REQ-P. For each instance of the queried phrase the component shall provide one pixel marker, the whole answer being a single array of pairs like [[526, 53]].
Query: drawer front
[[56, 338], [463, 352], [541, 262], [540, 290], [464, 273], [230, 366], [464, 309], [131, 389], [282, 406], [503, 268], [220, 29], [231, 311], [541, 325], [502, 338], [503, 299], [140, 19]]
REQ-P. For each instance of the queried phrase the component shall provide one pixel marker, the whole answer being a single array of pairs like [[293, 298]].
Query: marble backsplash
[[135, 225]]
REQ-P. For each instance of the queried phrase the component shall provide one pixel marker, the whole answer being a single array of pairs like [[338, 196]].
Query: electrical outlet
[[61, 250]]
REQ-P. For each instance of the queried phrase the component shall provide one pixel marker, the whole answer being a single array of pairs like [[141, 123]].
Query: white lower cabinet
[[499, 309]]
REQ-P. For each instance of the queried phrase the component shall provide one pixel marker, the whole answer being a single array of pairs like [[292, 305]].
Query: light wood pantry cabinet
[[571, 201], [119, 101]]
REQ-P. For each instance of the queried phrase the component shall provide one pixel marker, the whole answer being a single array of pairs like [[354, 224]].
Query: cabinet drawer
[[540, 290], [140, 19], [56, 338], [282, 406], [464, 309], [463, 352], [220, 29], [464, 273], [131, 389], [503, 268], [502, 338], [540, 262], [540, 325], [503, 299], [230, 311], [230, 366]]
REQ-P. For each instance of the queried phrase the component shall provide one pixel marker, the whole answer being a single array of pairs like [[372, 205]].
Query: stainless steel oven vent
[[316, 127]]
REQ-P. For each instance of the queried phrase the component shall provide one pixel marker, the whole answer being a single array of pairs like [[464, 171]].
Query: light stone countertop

--

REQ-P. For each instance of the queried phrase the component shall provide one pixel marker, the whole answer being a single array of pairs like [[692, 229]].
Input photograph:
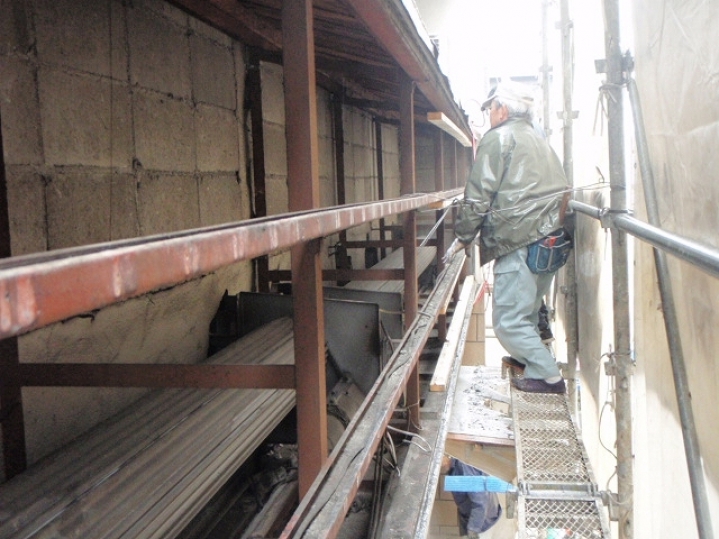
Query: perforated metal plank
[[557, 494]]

What you are asked to do: Reproduce only the lines above, starting at the line with "Query: cabinet drawer" and ending at the line with "Query: light stone countertop", exactly as written.

Output for this task:
Query: cabinet drawer
[[540, 290], [140, 19], [56, 338], [282, 406], [464, 309], [463, 352], [220, 29], [464, 273], [131, 389], [503, 268], [502, 338], [540, 262], [540, 325], [503, 299], [230, 311], [230, 366]]
REQ-P. For each instance of the queried phrase the component shall provide one pixel marker, the whole answer being a single array of pairs like [[372, 205]].
Query: stainless steel oven vent
[[316, 127]]
REQ-P. For each instance of the queried phrase the component shall provide one pixel marker, the whole answer being a single array of pairs like [[464, 171]].
Query: light stone countertop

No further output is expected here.